テーマ:看護師「ならでは」の経験
エンゼルケア
異動の翌日に…
病棟で、仕事がうまくいかず退職したい、看護師をやめたい、と悶々と過ごしていた。
ある日 部長に呼び出され、訪問看護への異動を命じられた。
異動し次の日、ターミナルの患者さまが亡くなった。
私は初めて訪問するお宅で、患者さまの事も知らない状態でした。
ご希望の浴衣を着ていただくために
エンゼルケアをさせて頂いた。
地域が特定されそうなので伏せるが、祭りが盛んな町だった。
地区の着物を着て、たすきをかけている世話人とかがいる。
亡くなった方なので あわせを反対にすると着物の柄が見えなくなる為、ご家族に尋ねた。

**取り組む課題:**
(1) エンゼルケアについての文章で、部長から異動を命じられた先はどこですか。
(2) エンゼルケアについての文章のうち、「ある日 部長に呼び出され、訪問看護への異動を命じられた。」から「なくなる為、ご家族に尋ねた。」までの部分を書き写してください。

自然言語による物体グラウンディングデータ:

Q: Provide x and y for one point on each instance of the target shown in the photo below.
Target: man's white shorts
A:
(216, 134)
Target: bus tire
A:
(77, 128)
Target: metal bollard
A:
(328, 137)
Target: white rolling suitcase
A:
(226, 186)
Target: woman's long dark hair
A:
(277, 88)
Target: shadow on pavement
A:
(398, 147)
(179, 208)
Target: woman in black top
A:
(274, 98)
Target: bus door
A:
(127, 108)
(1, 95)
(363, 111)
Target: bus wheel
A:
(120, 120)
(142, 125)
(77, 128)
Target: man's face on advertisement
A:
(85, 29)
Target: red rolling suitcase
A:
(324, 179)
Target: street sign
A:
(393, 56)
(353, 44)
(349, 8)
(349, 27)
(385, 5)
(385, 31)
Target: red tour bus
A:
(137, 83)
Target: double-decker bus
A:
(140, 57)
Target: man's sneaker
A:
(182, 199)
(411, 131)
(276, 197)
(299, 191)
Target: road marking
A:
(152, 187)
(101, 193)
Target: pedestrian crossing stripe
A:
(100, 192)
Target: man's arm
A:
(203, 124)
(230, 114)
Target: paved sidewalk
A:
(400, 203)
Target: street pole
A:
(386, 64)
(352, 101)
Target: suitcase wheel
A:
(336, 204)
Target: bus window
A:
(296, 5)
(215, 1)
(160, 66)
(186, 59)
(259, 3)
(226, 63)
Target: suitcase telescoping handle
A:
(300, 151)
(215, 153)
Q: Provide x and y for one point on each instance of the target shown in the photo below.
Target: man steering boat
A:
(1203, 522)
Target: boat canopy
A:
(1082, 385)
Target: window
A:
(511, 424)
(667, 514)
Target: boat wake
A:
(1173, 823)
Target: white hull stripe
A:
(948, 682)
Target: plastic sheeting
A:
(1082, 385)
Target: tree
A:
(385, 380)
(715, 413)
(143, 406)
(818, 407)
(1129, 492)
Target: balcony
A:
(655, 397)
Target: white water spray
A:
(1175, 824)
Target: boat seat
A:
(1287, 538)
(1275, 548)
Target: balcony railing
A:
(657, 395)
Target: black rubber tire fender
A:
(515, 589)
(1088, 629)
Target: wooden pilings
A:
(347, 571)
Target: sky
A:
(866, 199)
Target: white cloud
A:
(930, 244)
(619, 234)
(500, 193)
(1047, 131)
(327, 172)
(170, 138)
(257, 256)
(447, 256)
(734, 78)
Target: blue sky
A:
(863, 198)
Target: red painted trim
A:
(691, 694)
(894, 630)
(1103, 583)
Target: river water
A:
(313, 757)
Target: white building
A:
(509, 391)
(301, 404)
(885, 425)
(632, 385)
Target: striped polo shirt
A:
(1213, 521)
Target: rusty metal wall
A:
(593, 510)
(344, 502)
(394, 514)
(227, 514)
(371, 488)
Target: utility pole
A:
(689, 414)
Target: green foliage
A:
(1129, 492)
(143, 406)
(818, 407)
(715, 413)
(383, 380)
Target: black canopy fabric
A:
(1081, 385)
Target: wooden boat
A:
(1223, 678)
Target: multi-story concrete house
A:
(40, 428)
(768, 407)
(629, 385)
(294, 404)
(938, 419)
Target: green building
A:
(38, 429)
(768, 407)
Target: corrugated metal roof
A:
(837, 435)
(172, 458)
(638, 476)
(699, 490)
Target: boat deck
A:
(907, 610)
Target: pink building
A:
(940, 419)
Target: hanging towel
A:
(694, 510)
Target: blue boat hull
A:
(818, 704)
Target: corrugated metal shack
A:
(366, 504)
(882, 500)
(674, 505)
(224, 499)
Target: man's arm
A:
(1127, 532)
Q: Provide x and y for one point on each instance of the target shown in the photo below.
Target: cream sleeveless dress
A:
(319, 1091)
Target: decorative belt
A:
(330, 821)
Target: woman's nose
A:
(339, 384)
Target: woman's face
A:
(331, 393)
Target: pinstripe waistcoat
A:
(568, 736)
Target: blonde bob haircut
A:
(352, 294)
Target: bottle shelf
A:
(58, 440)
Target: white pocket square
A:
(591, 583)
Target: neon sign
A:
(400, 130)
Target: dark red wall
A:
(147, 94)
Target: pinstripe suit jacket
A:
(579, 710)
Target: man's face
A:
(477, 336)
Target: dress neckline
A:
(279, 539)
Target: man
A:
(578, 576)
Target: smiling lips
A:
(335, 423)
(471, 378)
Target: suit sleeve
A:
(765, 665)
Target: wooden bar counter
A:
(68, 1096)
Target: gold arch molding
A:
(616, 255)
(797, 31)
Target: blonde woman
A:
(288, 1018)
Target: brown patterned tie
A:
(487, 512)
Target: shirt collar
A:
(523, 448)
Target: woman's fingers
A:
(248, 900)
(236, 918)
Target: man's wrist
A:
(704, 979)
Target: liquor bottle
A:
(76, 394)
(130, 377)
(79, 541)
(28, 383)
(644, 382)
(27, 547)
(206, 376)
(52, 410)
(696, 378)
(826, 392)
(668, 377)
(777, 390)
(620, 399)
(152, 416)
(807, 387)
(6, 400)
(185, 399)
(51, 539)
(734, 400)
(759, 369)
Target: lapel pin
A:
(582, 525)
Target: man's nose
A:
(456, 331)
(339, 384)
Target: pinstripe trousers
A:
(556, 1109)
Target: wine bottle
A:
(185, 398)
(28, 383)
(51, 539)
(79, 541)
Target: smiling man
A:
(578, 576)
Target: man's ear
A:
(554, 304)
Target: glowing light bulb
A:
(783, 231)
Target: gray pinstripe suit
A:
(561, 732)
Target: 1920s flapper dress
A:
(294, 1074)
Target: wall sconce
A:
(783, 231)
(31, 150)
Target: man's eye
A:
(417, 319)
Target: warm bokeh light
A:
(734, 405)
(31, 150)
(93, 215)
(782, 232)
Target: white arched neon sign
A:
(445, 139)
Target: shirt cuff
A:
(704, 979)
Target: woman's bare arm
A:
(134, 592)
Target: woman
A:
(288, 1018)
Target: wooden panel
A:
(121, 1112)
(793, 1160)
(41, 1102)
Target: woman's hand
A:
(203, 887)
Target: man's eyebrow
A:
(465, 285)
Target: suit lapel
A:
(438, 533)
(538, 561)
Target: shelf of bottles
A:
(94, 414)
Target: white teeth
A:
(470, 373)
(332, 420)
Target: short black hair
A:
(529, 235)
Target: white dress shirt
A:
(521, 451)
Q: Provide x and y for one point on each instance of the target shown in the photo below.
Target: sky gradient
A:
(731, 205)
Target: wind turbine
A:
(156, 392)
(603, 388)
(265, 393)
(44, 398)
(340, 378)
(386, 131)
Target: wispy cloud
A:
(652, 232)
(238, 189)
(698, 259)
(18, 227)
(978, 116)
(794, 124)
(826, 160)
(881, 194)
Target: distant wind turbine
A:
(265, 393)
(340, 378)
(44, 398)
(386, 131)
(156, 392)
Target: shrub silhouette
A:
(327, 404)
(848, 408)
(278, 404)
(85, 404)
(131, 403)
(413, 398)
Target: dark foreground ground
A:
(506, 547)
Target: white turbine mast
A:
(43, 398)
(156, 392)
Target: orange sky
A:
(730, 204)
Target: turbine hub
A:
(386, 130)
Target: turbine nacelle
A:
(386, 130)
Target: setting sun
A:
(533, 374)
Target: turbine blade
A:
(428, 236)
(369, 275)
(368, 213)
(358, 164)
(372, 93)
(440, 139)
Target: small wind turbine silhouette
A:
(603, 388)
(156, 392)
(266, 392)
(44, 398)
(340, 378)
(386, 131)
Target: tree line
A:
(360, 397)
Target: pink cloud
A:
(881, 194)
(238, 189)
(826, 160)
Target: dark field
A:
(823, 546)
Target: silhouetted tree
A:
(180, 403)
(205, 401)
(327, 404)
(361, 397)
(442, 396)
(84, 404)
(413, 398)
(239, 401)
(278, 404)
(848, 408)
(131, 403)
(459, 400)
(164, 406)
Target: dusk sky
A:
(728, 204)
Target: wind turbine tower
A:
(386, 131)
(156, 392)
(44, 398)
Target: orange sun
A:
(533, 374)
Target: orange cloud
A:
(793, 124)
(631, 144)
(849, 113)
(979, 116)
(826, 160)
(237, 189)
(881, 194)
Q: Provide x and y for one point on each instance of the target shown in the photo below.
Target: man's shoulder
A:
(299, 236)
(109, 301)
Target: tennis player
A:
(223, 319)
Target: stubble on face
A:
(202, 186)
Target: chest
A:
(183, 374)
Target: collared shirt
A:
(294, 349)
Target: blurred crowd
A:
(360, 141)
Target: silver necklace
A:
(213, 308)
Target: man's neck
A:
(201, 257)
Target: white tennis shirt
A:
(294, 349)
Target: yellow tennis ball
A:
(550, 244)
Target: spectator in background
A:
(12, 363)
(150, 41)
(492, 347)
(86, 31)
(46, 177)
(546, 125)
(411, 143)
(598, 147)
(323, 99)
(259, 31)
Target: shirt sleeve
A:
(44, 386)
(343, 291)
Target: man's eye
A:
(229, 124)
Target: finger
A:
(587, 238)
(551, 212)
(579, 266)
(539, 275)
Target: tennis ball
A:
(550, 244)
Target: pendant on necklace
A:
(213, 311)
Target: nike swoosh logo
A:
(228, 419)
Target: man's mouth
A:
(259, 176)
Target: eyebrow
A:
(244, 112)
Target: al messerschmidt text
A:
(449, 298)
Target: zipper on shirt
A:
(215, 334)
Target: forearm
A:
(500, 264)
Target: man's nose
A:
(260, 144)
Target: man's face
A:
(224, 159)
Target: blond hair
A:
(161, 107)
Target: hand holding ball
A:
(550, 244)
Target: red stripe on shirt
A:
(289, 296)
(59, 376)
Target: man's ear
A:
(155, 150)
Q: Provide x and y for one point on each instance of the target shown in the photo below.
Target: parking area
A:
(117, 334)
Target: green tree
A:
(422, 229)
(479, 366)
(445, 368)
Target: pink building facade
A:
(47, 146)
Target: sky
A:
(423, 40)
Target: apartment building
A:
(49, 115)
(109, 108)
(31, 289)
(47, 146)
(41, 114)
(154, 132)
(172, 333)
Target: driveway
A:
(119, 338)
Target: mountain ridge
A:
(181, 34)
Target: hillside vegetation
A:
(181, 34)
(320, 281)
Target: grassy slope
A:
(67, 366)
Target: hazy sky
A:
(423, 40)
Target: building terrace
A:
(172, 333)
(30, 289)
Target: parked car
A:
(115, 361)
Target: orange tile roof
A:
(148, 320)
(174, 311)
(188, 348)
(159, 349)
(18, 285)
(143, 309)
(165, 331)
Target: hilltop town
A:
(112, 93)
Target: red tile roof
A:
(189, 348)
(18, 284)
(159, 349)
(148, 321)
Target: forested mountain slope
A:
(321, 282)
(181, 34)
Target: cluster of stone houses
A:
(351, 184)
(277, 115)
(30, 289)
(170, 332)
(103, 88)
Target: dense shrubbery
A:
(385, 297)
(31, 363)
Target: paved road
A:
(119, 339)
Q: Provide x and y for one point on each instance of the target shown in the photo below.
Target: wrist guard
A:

**問題の解答:**
(1) 訪問看護です。

(2)
ある日 部長に呼び出され、訪問看護への異動を命じられた。
異動し次の日、ターミナルの患者さまが亡くなった。
私は初めて訪問するお宅で、患者さまの事も知らない状態でした。
ご希望の浴衣を着ていただくために
エンゼルケアをさせて頂いた。
地域が特定されそうなので伏せるが、祭りが盛んな町だった。
地区の着物を着て、たすきをかけている世話人とかがいる。
亡くなった方なので あわせを反対にすると着物の柄が見えなくなる為、ご家族に尋ねた。